--- Text section Enclosed Below ---

Nomograms are widely used to combine important prognostic factors with specific endpoints, quantifying the risks for cancer prognosis. 21 The nomogram developed in the present study broadly incorporated prognostic factors for UPS patients, with the information on these factors being easily obtained from medical records. It can provide clinicians with a convenient auxiliary tool to develop individualized treatment strategies and design clinical trials. 37
Internal and external validations were also performed on the nomogram. The evaluation parameters included were the C-index, AUC, calibration curve, NRI, IDI, and DCA. The findings presented in the results section showed that our nomogram had a statistical advantage in performance and clinical usefulness over the AJCC system. This was mainly because our nomogram combined more important prognostic factors.
A major advantage of our study over previous studies was the application of high quality, multicenter, large-sample data, which increased the reliability of our conclusions. There were some limitations to this study, the first being that many cases were excluded due to a lack of information, which may lead to selection bias. Second, some potential prognostic factors were not analyzed because their documentation in the SEER database was incomplete, which reduces the accuracy of the nomogram. It is clearly impossible to include all prognostic factors in the nomogram, so the nomogram should only be used as a reference for clinicians to make decisions, rather than providing a completely accurate prognosis. Third, the clinical practice of AJCC staging system has reached the eighth edition, but the latest edition used in SEER is the seventh edition, and SEER lacks part of the variables that constitute the eighth edition, so our study was still based on the seventh edition, which is also a limitation. Finally, our nomogram was based on a retrospective cohort and was only validated using data from the SEER database. Therefore, further validation by using a prospective cohort is required before clinical application.
Conclusion
We have constructed and validated the first nomogram for predicting the CSS rates of UPS patients at 3, 5, and 8 years after the diagnosis, based on the SEER database. The clinical usefulness and good performance showed that it can be applied in clinical practice as an auxiliary tool for clinicians to develop individualized treatment strategies and design clinical trials. However, further external validation is still needed.
Footnotes
Declaration of Conflicting Interests
The author(s) declared no potential conflicts of interest with respect to the research, authorship, and/or publication of this article.
Funding
The author(s) disclosed receipt of the following financial support for the research, authorship, and/or publication of this article: The study was supported by The National Social Science Foundation of China (grant/award no. 16BGL183).
Ethics Approval
This study was conducted in accordance with the Declaration of Helsinki.
Informed Consent
Institutional review board approval and informed consent were not required in the current study because SEER research data are publicly available and all patient data are de-identified.

--- End of Enclosed Text section ---
--- Provided material Enclosed Below ---

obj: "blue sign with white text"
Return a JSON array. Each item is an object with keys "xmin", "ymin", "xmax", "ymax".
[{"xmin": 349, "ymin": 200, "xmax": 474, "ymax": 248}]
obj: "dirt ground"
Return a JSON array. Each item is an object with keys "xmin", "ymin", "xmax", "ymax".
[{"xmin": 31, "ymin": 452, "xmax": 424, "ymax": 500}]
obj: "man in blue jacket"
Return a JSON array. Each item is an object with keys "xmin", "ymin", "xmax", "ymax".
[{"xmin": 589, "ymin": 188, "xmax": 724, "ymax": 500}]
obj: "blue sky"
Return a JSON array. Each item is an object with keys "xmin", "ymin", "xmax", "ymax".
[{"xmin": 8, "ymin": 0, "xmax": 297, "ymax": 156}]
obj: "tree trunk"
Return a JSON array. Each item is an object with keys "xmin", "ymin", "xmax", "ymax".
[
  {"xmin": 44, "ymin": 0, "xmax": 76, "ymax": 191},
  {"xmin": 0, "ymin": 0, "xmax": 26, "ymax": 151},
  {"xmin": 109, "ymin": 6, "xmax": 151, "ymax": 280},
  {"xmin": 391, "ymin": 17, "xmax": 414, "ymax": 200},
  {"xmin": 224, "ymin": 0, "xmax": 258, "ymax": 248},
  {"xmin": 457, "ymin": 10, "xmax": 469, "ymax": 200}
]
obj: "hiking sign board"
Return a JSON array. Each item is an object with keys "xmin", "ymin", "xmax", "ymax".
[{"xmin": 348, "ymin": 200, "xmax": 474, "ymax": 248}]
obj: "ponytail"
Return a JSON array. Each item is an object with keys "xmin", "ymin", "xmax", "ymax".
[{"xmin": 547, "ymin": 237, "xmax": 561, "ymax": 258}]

--- End of Enclosed Provided material ---

Render this sentence from the nomogram study in Spanish: "It is clearly impossible to include all prognostic factors in the nomogram, so the nomogram should only be used as a reference for clinicians to make decisions, rather than providing a completely accurate prognosis."

# Solution for this exercise
Es evidentemente imposible incluir todos los factores pronósticos en el nomograma, por lo que el nomograma solo debe utilizarse como referencia para que los médicos tomen decisiones, en lugar de proporcionar un pronóstico completamente preciso.